**Text provided:**
☆ ☆ ☆ ☆
- Theatrical release poster by Chris Ware
- Directed by: Tamara Jenkins
- Written by: Tamara Jenkins
- Produced by: Ted Hope; Anne Carey; Erica Westheimer;
- Starring: Laura Linney; Philip Seymour Hoffman; Philip Bosco;
- Cinematography: Mott Hupfel
- Edited by: Brian A. Kates
- Music by: Stephen Trask
- Production companies: This is that; Ad Hominem Enterprises; Lone Star Film Group; Cooper's Town Productions;
- Distributed by: Fox Searchlight Pictures
- Release dates: January 19, 2007 (Sundance); November 28, 2007 (United States);
- Running time: 113 minutes
- Country: United States
- Language: English
- Budget: $8 million
- Box office: $10.6 million

= The Savages (film) =

2007 film by Tamara Jenkins

The Savages is a 2007 American black comedy-drama film written and directed by Tamara Jenkins. It stars Laura Linney, Philip Seymour Hoffman, and Philip Bosco (in his final film before his death in 2018).

It had its world premiere at the 2007 Sundance Film Festival on January 19, 2007. It was released on November 28, 2007, by Fox Searchlight Pictures. It received critical acclaim. At the 80th Academy Awards, it earned two nominations: Best Actress (for Linney) and Best Original Screenplay (for Jenkins). At the 65th Golden Globe Awards, it was nominated for Best Actor in a Musical or Comedy (for Seymour Hoffman).

==Plot==
After drifting apart over the years, two single siblings—Jon and Wendy, the younger of the two—band together to care for their estranged, elderly father, Lenny, who is rapidly slipping into dementia. Wendy and Jon first travel to Sun City, Arizona, to attend the funeral of Lenny's girlfriend of twenty years. When they arrive, they are told that Lenny signed a non-marriage agreement and will not have rights to any of her property. They then move him to a nursing home in Buffalo, where Jon is a theater professor working on a book about Bertolt Brecht. Wendy, a struggling playwright, moves from New York City to help establish their father in Buffalo.

Neither of the siblings is close with Lenny. It is implied that he was a physically and emotionally abusive father when Jon and Wendy were growing up and they cut him out of their lives. They were also abandoned by their mother at a young age. Their dysfunctional family life appears to have left Wendy and Jon emotionally crippled and unable to sustain relationships. Wendy is sleeping with an unattainable married man thirteen years her senior and Jon cannot commit to a Polish woman who must return to Kraków after her visa expires.

After her father's death, Wendy has broken up with her married lover but has adopted his dog, which he had planned to put down. She is also working on the production of her play about their childhood. Jon leaves for a conference in Poland where it is suggested he may reconnect with the woman he had let go. The film closes with Wendy running with her lover's dog alive, running with the aid of a wheeled hip cast.

== Production ==
Filming took place from 10 April to early June 2006 in the Buffalo area of New York.
☆ ☆ ☆ ☆
**Information supplied:**
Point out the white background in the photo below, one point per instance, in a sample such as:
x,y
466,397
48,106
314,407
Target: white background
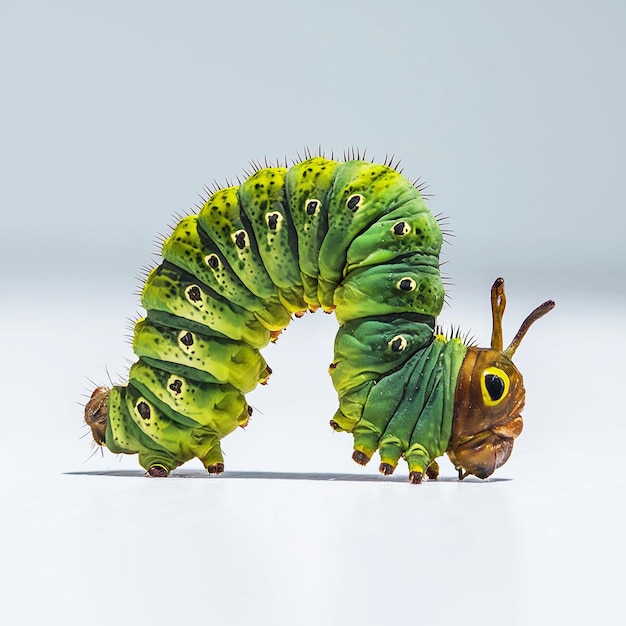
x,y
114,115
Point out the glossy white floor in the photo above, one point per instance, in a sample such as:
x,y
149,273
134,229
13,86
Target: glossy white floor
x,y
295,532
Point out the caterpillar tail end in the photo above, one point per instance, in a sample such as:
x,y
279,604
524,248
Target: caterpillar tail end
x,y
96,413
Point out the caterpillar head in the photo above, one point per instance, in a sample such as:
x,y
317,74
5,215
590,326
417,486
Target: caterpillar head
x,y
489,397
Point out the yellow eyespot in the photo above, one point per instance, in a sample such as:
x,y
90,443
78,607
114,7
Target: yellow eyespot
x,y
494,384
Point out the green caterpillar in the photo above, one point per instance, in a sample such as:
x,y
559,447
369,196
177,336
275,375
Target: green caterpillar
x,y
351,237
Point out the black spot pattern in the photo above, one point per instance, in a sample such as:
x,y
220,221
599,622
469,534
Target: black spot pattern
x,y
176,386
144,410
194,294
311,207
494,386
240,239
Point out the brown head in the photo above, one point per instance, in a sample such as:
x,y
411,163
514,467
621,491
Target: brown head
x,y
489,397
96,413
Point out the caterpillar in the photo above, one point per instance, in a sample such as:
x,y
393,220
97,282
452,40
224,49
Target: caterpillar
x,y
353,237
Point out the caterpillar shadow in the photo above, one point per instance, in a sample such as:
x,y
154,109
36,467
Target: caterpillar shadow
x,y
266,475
☆ ☆ ☆ ☆
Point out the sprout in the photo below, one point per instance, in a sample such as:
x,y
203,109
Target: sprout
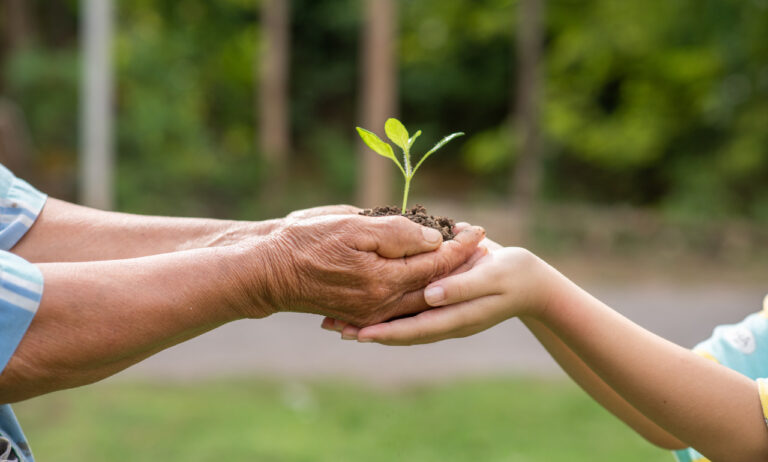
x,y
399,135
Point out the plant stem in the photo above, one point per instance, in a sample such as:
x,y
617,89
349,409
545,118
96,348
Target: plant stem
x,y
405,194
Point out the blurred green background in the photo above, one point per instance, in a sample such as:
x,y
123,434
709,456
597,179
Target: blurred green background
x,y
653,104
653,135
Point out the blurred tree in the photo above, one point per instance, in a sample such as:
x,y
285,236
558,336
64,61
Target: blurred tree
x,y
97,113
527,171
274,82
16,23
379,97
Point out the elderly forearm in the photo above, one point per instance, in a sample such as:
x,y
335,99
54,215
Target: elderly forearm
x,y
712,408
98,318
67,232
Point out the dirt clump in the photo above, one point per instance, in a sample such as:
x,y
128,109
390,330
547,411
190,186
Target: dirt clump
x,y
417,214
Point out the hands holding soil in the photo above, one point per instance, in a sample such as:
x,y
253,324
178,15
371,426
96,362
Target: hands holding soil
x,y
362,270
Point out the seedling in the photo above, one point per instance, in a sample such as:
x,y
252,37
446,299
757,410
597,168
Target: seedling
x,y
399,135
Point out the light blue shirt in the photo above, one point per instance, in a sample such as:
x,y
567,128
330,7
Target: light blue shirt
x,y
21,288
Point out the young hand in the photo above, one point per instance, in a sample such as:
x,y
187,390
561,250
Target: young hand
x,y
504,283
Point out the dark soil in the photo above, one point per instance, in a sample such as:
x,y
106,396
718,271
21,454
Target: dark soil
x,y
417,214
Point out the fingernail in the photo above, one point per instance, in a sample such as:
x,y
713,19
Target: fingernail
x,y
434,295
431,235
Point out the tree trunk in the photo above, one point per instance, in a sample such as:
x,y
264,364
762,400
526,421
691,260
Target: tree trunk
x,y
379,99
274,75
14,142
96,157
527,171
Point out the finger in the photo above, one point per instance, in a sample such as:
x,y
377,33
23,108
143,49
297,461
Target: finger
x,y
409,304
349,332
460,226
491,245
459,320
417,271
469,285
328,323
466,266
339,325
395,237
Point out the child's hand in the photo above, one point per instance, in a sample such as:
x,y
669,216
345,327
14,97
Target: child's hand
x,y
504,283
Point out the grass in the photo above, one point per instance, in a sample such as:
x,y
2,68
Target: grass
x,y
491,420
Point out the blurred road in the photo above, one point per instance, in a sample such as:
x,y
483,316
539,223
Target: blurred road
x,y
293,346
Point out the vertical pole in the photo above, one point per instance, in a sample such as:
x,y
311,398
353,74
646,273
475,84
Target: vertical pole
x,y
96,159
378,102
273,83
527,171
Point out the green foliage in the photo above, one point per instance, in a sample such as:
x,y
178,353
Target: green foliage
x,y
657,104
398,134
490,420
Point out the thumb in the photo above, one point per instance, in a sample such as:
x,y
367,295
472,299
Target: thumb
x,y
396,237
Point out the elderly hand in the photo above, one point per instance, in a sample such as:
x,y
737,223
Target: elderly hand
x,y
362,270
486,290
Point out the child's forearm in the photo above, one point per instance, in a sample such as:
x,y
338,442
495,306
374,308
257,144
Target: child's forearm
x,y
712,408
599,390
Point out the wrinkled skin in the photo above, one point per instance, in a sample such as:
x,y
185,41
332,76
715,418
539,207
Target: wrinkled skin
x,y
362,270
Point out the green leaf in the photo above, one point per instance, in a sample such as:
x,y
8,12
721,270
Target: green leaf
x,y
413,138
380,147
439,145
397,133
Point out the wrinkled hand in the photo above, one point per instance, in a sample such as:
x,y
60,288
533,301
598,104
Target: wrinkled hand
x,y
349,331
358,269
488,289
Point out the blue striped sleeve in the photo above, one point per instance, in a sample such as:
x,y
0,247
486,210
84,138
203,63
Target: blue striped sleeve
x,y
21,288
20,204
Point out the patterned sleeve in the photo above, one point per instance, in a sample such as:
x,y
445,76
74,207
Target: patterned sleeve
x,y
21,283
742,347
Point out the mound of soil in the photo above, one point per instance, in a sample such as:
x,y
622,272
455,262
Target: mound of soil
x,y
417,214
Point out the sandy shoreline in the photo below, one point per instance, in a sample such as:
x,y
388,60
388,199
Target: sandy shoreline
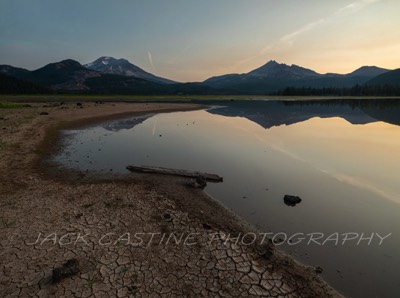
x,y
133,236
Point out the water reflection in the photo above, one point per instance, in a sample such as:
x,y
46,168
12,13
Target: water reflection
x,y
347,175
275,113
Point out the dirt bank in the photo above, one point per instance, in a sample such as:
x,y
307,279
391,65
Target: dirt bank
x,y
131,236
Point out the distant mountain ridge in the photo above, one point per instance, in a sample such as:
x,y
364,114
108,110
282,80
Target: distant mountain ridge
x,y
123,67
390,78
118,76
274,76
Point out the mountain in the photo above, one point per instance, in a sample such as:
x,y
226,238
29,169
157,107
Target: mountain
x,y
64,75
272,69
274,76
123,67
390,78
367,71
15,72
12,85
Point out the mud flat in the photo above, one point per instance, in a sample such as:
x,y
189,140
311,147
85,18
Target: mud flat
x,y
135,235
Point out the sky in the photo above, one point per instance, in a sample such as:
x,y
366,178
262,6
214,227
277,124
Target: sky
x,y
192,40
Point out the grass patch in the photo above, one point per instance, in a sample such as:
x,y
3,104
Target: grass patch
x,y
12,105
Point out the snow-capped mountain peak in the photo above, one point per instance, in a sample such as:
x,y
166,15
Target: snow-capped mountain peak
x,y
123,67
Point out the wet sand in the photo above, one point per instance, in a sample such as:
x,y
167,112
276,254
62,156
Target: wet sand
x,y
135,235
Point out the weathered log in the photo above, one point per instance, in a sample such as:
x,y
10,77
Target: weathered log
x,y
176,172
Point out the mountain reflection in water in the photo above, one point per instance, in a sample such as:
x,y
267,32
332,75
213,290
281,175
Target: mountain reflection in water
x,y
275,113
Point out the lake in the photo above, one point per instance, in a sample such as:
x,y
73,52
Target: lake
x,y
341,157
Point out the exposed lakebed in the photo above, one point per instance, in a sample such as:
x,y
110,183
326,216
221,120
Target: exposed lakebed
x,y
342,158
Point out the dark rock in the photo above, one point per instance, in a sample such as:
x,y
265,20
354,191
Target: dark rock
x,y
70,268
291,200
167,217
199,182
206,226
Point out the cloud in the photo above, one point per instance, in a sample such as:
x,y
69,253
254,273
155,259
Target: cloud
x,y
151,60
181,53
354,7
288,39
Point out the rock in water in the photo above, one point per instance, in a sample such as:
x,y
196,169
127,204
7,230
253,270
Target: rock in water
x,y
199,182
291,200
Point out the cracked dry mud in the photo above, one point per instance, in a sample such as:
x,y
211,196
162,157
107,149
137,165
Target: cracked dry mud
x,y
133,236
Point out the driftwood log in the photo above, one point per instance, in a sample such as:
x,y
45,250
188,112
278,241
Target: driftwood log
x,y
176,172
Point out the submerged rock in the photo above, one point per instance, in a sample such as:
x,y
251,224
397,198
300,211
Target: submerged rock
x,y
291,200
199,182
☆ ☆ ☆ ☆
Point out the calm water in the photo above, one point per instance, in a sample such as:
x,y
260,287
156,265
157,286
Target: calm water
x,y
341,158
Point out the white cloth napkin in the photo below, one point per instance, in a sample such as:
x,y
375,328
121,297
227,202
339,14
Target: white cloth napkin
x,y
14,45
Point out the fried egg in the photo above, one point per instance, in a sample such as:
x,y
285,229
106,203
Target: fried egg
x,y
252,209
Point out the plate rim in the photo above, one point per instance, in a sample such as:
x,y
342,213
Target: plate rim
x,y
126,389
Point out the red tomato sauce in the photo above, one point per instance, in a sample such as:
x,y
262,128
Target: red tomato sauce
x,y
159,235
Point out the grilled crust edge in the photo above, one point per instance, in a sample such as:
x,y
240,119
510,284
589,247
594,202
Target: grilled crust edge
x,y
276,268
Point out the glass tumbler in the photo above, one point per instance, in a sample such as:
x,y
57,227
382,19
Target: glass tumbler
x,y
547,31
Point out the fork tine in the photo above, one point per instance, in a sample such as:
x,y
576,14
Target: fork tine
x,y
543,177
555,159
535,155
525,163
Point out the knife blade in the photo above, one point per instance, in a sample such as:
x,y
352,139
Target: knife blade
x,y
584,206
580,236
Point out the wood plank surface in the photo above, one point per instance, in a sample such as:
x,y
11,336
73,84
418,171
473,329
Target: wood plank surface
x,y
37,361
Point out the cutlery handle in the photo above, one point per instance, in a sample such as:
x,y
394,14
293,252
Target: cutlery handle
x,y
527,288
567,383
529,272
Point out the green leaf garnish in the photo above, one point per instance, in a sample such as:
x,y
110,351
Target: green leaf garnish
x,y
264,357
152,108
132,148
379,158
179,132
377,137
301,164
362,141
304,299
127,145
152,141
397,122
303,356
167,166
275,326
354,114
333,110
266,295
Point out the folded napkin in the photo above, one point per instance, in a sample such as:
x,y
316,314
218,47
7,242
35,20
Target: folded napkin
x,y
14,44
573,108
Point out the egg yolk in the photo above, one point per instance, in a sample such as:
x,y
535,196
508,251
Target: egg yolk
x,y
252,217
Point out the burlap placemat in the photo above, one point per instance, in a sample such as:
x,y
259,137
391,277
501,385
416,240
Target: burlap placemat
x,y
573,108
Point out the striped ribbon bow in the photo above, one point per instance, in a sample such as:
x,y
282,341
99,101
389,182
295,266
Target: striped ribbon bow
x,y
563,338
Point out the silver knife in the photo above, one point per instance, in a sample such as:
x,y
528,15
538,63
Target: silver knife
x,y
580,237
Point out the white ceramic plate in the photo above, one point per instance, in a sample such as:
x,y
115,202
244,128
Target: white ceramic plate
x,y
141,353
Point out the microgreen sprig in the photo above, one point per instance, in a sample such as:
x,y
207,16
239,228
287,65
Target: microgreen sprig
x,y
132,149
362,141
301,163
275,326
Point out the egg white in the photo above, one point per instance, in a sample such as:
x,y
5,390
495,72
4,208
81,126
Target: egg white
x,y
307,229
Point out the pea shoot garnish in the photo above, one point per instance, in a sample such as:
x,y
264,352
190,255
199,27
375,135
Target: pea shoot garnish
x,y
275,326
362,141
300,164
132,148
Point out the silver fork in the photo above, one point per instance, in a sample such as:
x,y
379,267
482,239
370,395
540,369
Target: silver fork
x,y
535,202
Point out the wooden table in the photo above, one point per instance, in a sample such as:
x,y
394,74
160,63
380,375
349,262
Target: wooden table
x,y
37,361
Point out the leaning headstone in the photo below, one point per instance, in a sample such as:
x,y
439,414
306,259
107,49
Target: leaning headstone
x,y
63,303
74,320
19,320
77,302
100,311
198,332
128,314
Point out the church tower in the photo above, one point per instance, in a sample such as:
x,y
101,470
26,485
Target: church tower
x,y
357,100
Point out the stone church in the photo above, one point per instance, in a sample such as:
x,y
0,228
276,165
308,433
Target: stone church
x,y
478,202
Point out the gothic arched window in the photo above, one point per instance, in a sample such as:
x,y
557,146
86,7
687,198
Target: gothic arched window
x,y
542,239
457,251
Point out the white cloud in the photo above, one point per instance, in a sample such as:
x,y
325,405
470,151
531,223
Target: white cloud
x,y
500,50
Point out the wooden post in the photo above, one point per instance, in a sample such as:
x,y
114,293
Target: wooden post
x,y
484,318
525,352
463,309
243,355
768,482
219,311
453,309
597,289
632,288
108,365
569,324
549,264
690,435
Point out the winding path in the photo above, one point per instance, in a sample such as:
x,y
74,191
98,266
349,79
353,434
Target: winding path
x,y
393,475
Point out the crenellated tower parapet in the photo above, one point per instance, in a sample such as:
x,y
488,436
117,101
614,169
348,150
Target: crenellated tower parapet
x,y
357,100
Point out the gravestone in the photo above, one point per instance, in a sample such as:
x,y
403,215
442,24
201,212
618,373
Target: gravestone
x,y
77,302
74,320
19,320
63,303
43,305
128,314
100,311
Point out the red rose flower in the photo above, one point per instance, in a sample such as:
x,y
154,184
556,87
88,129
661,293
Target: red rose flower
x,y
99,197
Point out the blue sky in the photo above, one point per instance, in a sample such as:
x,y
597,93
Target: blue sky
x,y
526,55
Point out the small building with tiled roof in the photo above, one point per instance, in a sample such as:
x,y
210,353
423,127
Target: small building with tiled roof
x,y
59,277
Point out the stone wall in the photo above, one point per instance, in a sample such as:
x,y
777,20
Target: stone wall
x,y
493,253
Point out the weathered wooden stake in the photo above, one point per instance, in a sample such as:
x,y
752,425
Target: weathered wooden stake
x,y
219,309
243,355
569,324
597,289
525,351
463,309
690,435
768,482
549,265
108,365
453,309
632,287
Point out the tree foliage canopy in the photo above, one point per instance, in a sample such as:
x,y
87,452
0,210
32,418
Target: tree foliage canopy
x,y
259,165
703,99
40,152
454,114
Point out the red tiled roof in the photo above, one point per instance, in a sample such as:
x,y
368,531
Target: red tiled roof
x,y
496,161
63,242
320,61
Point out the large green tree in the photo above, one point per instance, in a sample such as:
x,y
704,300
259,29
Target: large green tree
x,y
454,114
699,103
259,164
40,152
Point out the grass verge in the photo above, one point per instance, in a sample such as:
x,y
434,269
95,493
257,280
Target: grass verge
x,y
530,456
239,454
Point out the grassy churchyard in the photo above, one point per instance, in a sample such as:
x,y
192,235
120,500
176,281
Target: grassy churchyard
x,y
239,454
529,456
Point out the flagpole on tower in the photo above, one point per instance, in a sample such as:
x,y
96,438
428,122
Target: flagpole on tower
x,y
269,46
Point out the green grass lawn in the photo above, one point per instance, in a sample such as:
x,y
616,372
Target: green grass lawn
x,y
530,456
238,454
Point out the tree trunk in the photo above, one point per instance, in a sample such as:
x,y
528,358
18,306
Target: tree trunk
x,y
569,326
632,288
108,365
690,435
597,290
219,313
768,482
☆ ☆ ☆ ☆
**Problems to solve:**
• A. From the text on The Savages, write out the passage that begins at the words "After her father's" and stops after the words "of New York.".
• B. In two sentences, summarize the text about The Savages.

**Exercise results:**
• A.
After her father's death, Wendy has broken up with her married lover but has adopted his dog, which he had planned to put down. She is also working on the production of her play about their childhood. Jon leaves for a conference in Poland where it is suggested he may reconnect with the woman he had let go. The film closes with Wendy running with her lover's dog alive, running with the aid of a wheeled hip cast.

== Production ==
Filming took place from 10 April to early June 2006 in the Buffalo area of New York.

• B. The Savages is a 2007 American black comedy-drama written and directed by Tamara Jenkins and starring Laura Linney, Philip Seymour Hoffman, and Philip Bosco. It received critical acclaim and two Academy Award nominations, and it follows estranged siblings Jon and Wendy as they band together to care for their father, Lenny, who is slipping into dementia, by moving him to a nursing home in Buffalo.